_Work to complete_
1) In the medical code database article, how would you rewrite the part that opens with the words containing "We store the" and closes with "insufficient diagnosis detail.", replacing "payers" with "insurers"?
2) Answer these about the medical code database article:
(a) How many codes does the 2025 edition of ICD-10-CM have?
(b) What is the Medicare conversion factor in 2025?
(c) What is the MUE for CPT 90832?

_Page text_
==============================

We Loaded 2.5 Million Medical Codes Into a Database. Here's Why.
Before we built a single AI feature, we built a database. Not because databases are exciting, but because every claim denial we've ever seen traces back to a gap in the underlying code data. You can't catch what you can't look up.
Here's what's in it and why each piece matters.
The Five Tables
ICD-10: 74,719 Diagnosis Codes
ICD-10-CM is the diagnosis coding system used on every claim submitted to every payer in the US. The 2025 edition has 74,719 codes. Each code maps to a specific diagnosis — F32.1 is major depressive disorder, single episode, moderate. F41.1 is generalized anxiety disorder. F43.10 is post-traumatic stress disorder, unspecified.
We store the full code, description, valid billing indicator, and the code's position in the ICD-10 hierarchy. The hierarchy matters because some payers require a specific level of specificity — billing F32 (unspecified depression) when F32.1 is available can trigger a denial for insufficient diagnosis detail.
NCCI PTP: 2,387,727 Bundling Edits
The NCCI Procedure-to-Procedure edit table defines which CPT code pairs cannot be billed together without a modifier. With 2.38 million pairs, this is the largest table in our database and the most important one for denial prevention.
Each record contains the column-one code, the column-two code, the modifier indicator (0 = modifier not allowed, 1 = modifier allowed), the effective date, and the deletion date. When a claim contains two CPT codes, we check this table. If the pair is flagged and no valid modifier is present, the claim is blocked before submission.
CPT RVU: 15,804 Procedure Codes
The CPT RVU (Relative Value Unit) table is published by CMS and defines the payment weight for every CPT code. Each record contains the work RVU, practice expense RVU, malpractice RVU, and total RVU. Multiply the total RVU by the Medicare conversion factor ($33.89 in 2025) and you get the national payment rate.
We use this table for two things: validating that the billed amount is within a reasonable range for the code, and flagging claims where the RVU-based expected payment is significantly higher than what the practice has been collecting — which often indicates a coding error.
MUE: 15,095 Medically Unlikely Edits
Medically Unlikely Edits (MUEs) define the maximum number of units that can be billed for a single CPT code on a single date of service. CPT 90837 (60-minute psychotherapy) has an MUE of 1 — you can't bill it twice in one day for the same patient. CPT 90832 (30-minute psychotherapy) also has an MUE of 1.
Billing above the MUE triggers an automatic denial. Our engine checks every line item against the MUE table before the claim goes out. If a claim has 2 units of 90837, it gets flagged and corrected.
HCPCS: 8,727 Supply and Service Codes
HCPCS Level II codes cover supplies, equipment, and services not in the CPT system — things like telehealth originating site fees (Q3014) and certain behavioral health services. Mental health practices billing for telehealth services need these codes on specific claim types.

==============================

_Extracted data_
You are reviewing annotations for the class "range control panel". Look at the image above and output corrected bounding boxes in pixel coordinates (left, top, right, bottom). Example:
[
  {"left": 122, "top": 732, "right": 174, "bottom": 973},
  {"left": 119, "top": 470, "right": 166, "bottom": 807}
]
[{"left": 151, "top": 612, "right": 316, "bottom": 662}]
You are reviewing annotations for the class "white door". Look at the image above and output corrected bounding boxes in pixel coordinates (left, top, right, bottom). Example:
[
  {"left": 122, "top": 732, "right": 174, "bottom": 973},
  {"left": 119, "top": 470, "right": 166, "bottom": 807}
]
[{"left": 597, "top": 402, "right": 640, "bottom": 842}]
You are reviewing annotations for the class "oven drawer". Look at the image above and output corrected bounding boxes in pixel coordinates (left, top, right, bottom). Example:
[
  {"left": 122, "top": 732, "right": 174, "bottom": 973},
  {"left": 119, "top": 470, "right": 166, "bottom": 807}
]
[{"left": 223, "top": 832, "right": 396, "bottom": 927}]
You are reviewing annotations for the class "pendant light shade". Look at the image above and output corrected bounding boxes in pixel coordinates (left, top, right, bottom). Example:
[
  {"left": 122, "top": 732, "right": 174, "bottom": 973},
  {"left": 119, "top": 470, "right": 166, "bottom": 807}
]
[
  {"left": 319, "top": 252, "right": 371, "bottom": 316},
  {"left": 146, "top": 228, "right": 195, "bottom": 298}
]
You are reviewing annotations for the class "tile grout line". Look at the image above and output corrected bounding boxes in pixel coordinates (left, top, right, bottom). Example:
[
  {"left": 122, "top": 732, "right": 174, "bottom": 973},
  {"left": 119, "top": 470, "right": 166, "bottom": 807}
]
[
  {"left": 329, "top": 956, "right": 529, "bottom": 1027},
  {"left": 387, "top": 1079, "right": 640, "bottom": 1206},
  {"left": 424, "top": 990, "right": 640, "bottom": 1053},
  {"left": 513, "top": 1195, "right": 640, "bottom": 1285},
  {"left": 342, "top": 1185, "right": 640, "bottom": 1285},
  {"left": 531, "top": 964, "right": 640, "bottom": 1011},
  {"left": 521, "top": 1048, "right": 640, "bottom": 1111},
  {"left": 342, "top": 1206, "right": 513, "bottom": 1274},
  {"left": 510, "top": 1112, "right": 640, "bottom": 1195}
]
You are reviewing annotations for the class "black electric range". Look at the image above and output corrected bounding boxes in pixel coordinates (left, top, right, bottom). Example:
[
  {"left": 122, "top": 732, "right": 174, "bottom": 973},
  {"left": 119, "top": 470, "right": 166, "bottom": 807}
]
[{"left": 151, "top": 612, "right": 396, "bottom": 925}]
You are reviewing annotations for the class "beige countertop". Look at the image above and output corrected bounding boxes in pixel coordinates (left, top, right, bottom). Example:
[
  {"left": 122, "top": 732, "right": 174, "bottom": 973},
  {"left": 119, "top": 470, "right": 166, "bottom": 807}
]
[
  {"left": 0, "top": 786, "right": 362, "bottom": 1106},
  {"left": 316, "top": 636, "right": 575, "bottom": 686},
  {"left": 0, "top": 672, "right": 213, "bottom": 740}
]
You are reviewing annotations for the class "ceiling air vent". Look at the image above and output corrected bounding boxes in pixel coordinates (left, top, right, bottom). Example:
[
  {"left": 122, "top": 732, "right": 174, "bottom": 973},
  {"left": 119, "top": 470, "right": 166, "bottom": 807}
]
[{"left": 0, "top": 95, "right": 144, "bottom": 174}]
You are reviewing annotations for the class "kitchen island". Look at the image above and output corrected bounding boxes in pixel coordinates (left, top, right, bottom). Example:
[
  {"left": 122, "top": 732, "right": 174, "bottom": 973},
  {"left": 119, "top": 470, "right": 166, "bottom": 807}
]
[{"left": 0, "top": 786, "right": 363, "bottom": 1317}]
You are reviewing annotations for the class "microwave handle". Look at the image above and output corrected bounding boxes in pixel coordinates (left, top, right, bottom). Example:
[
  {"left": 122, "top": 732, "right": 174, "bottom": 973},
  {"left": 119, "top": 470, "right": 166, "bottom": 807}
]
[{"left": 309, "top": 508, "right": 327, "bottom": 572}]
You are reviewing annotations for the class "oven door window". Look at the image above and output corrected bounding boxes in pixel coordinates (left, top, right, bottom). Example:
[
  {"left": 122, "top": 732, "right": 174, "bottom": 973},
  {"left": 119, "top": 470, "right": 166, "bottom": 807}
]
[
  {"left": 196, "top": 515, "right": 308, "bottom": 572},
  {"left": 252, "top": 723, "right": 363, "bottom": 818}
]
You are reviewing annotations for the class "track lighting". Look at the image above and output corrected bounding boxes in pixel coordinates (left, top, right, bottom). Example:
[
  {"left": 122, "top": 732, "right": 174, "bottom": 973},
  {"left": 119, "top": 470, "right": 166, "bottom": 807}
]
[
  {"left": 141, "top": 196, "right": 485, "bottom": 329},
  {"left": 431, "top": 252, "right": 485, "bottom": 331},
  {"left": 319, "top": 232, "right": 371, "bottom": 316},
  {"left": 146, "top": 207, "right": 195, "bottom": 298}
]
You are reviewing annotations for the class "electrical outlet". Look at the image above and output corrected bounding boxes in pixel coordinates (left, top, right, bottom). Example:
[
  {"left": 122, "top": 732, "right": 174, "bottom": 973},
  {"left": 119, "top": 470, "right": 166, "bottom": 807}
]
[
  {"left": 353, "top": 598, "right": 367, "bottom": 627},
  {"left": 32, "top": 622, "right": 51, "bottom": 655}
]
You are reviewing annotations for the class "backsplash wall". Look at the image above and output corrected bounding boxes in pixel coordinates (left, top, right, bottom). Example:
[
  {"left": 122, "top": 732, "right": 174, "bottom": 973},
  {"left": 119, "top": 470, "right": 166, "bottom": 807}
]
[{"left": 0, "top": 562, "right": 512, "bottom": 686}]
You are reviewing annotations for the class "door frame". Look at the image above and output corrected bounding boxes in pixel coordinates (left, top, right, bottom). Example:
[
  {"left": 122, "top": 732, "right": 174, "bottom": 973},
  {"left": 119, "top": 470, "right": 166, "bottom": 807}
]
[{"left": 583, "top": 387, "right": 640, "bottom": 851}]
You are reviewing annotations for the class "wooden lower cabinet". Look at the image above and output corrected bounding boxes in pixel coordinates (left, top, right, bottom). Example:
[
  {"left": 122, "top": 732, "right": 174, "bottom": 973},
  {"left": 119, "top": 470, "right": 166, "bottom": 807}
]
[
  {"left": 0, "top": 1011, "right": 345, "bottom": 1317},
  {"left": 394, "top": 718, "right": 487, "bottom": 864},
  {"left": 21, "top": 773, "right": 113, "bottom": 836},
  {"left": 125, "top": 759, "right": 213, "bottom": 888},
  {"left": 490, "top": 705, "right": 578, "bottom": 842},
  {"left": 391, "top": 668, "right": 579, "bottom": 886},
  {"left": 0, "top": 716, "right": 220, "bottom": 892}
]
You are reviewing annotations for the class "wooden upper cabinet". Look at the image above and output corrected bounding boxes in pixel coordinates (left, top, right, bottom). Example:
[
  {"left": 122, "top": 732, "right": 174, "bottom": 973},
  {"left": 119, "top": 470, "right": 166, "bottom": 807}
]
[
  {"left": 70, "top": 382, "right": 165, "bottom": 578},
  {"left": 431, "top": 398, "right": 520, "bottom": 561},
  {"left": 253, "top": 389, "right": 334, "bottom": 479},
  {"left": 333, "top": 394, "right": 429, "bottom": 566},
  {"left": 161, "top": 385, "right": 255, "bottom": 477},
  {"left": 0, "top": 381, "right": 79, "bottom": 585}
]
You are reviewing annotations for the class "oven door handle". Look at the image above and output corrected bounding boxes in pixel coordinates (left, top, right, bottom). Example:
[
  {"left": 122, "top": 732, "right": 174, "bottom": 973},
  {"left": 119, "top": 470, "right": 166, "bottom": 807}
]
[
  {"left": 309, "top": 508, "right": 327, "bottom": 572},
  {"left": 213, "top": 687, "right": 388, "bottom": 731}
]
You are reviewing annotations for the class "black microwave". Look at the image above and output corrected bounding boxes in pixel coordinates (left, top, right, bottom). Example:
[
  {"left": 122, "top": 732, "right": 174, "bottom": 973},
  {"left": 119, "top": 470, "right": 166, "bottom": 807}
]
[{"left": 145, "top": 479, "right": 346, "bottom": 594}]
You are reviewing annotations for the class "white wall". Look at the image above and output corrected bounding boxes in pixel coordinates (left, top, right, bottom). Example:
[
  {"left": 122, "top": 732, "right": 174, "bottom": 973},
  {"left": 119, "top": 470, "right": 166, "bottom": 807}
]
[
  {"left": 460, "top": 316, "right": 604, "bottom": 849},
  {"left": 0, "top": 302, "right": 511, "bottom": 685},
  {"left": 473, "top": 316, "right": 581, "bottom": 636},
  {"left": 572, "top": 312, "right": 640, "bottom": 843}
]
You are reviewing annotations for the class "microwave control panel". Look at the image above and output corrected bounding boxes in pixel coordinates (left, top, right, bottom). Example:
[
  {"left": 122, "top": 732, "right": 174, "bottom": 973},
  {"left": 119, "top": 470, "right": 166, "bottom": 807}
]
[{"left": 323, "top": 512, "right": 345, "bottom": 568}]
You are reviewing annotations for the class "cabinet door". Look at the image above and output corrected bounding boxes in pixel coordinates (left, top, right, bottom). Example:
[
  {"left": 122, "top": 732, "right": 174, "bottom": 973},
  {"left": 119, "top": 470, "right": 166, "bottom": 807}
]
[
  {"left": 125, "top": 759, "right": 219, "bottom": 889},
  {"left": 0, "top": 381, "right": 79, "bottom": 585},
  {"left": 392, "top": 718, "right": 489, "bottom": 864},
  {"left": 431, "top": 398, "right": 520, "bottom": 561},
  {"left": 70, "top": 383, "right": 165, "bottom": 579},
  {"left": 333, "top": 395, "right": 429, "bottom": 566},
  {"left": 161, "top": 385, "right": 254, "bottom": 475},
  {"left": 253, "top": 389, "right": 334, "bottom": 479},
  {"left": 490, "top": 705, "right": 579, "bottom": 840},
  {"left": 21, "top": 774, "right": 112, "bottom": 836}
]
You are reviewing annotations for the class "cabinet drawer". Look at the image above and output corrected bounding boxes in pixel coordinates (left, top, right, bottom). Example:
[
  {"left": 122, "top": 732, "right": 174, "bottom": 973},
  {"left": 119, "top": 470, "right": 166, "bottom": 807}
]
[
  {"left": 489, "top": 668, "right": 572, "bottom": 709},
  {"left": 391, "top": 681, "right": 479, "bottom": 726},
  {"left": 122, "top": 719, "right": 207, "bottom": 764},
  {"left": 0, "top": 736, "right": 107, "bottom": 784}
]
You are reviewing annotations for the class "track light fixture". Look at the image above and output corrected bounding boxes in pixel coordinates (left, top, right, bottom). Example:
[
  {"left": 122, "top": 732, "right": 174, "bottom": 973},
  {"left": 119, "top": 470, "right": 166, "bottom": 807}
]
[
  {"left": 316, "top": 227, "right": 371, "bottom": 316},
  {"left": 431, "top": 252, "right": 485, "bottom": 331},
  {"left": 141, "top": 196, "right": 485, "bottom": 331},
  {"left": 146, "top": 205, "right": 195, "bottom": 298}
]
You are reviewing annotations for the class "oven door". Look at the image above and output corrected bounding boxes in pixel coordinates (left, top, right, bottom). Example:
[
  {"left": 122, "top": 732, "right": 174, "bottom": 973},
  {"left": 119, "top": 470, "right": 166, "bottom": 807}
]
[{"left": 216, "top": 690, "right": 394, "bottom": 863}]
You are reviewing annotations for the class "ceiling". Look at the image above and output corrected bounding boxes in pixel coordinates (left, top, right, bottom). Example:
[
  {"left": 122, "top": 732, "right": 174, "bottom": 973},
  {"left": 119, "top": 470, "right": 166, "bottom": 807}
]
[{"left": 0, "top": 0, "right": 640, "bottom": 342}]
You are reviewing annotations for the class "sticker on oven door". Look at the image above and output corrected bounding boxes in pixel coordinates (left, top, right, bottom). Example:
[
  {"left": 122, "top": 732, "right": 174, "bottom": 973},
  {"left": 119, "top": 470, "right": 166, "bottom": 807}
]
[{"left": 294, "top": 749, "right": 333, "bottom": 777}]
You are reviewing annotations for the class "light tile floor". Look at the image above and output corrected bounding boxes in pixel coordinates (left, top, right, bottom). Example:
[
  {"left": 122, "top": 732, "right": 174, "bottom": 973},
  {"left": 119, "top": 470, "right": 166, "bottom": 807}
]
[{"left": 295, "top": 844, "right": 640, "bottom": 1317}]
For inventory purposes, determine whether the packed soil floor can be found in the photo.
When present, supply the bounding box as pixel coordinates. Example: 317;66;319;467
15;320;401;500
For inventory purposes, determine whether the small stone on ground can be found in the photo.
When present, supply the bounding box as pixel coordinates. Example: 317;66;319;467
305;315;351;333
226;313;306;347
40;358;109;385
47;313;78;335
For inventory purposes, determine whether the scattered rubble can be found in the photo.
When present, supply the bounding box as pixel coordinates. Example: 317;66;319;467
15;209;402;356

==============================

_Expected responses_
1)
We store the full code, description, valid billing indicator, and the code's position in the ICD-10 hierarchy. The hierarchy matters because some insurers require a specific level of specificity — billing F32 (unspecified depression) when F32.1 is available can trigger a denial for insufficient diagnosis detail.

2)
(a) 74,719
(b) $33.89
(c) 1